SUPPLIED ENTRIES |
============================================================
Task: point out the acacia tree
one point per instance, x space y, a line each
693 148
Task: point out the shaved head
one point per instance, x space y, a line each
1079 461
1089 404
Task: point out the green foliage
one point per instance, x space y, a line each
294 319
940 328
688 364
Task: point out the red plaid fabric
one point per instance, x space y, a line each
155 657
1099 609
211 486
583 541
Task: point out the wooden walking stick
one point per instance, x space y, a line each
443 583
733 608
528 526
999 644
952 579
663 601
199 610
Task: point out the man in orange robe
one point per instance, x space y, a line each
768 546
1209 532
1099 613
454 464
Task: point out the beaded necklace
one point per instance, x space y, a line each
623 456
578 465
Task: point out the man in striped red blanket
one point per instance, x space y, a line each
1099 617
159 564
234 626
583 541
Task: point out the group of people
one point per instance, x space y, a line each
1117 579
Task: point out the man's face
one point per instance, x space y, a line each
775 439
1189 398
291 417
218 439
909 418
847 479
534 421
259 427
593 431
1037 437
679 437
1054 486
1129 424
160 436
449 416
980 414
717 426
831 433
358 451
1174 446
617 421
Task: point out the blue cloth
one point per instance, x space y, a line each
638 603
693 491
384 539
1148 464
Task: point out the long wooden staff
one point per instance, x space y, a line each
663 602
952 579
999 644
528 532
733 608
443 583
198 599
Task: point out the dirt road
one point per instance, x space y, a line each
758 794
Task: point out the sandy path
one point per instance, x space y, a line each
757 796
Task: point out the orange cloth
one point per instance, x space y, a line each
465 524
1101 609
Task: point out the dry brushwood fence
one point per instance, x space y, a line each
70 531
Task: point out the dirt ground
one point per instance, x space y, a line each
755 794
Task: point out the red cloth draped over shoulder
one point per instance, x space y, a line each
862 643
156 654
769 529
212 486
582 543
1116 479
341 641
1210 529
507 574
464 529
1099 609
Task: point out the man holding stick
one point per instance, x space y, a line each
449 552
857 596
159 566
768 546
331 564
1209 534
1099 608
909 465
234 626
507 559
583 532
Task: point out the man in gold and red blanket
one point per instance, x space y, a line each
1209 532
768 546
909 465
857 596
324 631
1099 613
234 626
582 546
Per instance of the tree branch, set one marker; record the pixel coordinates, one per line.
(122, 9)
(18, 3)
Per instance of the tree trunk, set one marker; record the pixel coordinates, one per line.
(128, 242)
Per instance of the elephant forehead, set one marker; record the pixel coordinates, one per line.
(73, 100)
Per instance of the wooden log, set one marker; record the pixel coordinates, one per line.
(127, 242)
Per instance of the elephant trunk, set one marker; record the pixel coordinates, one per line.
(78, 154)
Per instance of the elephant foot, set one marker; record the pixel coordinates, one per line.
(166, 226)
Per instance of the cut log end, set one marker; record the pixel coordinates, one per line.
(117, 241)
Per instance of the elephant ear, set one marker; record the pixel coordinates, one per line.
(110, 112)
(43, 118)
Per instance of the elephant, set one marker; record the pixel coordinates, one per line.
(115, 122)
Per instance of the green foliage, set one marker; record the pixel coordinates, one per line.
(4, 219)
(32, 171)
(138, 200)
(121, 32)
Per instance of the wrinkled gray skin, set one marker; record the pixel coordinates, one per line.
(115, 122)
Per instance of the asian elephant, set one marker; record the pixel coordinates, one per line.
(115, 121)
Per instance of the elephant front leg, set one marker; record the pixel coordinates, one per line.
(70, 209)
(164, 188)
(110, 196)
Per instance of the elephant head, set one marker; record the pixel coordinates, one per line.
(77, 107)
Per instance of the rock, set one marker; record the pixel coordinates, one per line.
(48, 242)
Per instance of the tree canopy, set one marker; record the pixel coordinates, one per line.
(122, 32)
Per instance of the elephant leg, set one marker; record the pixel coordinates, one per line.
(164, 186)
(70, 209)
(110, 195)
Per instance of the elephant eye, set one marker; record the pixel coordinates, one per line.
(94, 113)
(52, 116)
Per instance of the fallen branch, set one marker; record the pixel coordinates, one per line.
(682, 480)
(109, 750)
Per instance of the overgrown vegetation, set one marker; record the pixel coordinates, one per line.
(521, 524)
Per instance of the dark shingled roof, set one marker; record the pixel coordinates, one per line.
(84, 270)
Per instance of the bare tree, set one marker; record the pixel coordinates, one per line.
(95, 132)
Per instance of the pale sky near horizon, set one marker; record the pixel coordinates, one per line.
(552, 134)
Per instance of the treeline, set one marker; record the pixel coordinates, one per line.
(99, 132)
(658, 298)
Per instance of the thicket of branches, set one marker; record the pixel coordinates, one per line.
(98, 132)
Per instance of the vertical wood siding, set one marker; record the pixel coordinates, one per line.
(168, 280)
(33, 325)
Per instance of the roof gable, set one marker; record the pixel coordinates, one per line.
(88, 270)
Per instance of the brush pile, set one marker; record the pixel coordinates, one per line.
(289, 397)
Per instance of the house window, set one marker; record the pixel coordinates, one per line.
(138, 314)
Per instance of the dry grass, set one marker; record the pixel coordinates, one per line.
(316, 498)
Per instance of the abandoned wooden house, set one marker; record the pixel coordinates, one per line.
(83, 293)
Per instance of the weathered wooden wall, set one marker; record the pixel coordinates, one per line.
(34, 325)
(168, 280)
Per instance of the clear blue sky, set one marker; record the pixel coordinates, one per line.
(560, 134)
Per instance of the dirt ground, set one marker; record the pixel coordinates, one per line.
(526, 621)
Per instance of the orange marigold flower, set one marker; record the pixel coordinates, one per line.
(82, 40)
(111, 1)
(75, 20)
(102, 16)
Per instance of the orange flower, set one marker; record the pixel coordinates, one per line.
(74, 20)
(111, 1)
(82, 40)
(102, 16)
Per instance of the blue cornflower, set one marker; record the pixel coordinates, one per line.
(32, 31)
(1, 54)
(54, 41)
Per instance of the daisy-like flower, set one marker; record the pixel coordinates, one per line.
============================================================
EXERCISE |
Scan the records above for the string "stick", then copy each line where it turns up.

WRITTEN ANSWER |
Task: point out the wooden walking stick
Task: point out the man holding stick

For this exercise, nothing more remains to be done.